TEKSTFRAGMENT –
Artikel 6: Bij gebrek aan aangifte binnen de in artikel 5 gestelde termijn, of in geval van onjuiste, onvolledige of onnauwkeurige aangifte vanwege de belastingplichtige, wordt de belasting overeenkomstig artikel 7 van decreet van 30 mei 2008 ambtshalve ingekohierd volgens de gegevens waarop het gemeentebestuur beschikt, onverminderd het recht van bezwaar en beroep. Voor de belasting ambtshalve wordt gevestigd, brengt het college de belastingplichtige met een aangetekende brief op de hoogte van de redenen waarom ze gebruik maakt van deze procedure, de elementen waarop de belasting is gebaseerd evenals de wijze van bepaling van die elementen en het bedrag van de belasting. De belastingplichtige beschikt over een termijn van dertig kalenderdagen te rekenen van de derde werkdag die volgt op de verzending van die kennisgeving om zijn opmerkingen schriftelijk voor te dragen. Ambtshalve belastingen kunnen geldig worden ingekohierd gedurende een periode van drie jaar, te rekenen vanaf 1 januari van het aanslagjaar. Die termijn van drie jaar wordt met twee jaar verlengd bij overtreding van de belastingverordening met het oogmerk te bedriegen of met de bedoeling schade te berokkenen. Als de belasting ambtshalve is gevestigd, moet de belastingplichtige het bewijs leveren van de juistheid van de door hem ingeroepen elementen. Op de ambtshalve ingekohierde belasting zal een belastingverhoging als volgt worden toegepast en afzonderlijk in het kohier en op het aanslagbiljet worden vermeld, afgezien van het feit of het om een of meerdere overtredingen per jaar gaat: ● 50% van de verschuldigde belasting bij een eerste overtreding; ● 100% van de verschuldigde belasting vanaf de tweede en volgende overtreding. Het bedrag van die belastingverhoging wordt gelijktijdig en samen met de ambtshalve belasting ingekohierd.

Artikel 7: De overtredingen op dit reglement worden vastgesteld door de beëdigde ambtenaren van het gemeentebestuur. De door hen opgestelde processen-verbaal hebben bewijskracht tot bewijs van het tegendeel.

(Verwijzingen naar benoemde objecten)

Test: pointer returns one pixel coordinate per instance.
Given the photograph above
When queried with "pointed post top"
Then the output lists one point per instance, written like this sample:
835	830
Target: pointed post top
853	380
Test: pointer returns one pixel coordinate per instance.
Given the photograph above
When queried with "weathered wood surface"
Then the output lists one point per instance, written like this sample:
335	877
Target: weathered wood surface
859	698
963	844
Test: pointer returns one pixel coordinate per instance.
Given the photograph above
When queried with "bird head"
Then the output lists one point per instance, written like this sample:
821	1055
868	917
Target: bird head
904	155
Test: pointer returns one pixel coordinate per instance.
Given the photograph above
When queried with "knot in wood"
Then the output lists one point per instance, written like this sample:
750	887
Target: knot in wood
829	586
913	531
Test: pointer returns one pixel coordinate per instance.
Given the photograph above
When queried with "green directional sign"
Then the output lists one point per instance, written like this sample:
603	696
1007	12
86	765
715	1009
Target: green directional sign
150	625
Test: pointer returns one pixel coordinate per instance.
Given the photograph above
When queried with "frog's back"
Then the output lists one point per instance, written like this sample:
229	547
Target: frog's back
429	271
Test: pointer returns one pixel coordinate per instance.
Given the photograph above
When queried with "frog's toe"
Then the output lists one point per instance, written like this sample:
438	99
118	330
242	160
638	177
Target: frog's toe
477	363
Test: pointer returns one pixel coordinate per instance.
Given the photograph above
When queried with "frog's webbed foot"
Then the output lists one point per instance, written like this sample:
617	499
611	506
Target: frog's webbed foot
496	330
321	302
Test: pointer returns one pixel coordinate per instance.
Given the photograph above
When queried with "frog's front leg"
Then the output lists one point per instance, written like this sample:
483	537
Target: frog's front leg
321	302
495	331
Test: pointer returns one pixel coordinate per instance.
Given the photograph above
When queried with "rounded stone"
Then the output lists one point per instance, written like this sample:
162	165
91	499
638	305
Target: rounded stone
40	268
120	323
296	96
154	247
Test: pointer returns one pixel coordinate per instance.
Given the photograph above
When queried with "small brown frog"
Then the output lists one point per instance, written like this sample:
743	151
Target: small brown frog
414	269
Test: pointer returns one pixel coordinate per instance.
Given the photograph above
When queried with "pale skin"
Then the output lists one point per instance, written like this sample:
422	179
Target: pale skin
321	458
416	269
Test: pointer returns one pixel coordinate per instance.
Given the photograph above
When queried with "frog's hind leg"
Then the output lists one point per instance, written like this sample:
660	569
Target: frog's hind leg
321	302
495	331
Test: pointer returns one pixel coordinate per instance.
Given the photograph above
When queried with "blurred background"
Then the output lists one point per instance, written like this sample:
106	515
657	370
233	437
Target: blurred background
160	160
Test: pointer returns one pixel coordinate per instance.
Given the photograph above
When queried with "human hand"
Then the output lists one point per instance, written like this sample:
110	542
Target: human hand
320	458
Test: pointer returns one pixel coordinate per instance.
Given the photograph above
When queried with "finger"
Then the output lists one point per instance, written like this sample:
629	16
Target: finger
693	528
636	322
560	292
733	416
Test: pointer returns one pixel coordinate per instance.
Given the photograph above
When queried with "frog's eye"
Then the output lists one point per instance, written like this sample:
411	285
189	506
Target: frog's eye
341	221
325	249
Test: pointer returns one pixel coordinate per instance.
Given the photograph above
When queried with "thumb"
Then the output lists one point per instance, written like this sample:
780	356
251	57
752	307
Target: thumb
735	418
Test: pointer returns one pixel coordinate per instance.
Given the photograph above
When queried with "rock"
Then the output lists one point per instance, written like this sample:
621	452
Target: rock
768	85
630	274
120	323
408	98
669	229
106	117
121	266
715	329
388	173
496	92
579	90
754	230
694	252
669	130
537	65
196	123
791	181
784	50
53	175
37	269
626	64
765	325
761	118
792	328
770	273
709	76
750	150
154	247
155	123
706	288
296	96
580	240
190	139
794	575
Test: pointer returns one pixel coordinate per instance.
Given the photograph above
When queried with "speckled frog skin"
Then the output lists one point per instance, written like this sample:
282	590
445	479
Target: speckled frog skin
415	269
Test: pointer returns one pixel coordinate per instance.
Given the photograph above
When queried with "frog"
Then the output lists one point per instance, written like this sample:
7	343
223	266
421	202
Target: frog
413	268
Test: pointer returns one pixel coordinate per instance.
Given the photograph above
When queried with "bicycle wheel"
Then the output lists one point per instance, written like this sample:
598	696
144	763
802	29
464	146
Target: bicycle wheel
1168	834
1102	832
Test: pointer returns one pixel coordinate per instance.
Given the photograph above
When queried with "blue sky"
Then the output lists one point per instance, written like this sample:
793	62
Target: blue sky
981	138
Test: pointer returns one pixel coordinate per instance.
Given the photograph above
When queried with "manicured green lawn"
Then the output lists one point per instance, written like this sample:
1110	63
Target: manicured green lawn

OPDRACHTEN –
a: Herhaal alstublieft letterlijk alles uit het tekstfragment, vanaf "Artikel 7: De" tot en met "van het tegendeel.".
b: Beantwoord op basis van het tekstfragment de volgende vragen:
(i) Hoeveel kalenderdagen heeft de belastingplichtige om zijn opmerkingen schriftelijk voor te dragen?
(ii) Met hoeveel jaar wordt de termijn van drie jaar verlengd bij een overtreding met het oogmerk te bedriegen?
(iii) Wie stelt de overtredingen op het reglement vast?
c: Som alle zaken op waarvan het college de belastingplichtige volgens het tekstfragment met een aangetekende brief op de hoogte brengt.

ANTWOORDEN –
a:
Artikel 7: De overtredingen op dit reglement worden vastgesteld door de beëdigde ambtenaren van het gemeentebestuur. De door hen opgestelde processen-verbaal hebben bewijskracht tot bewijs van het tegendeel.

b:
(i) Dertig kalenderdagen.
(ii) Met twee jaar.
(iii) De beëdigde ambtenaren van het gemeentebestuur.

c:
- de redenen waarom ze gebruikmaakt van deze procedure
- de elementen waarop de belasting is gebaseerd
- de wijze van bepaling van die elementen
- het bedrag van de belasting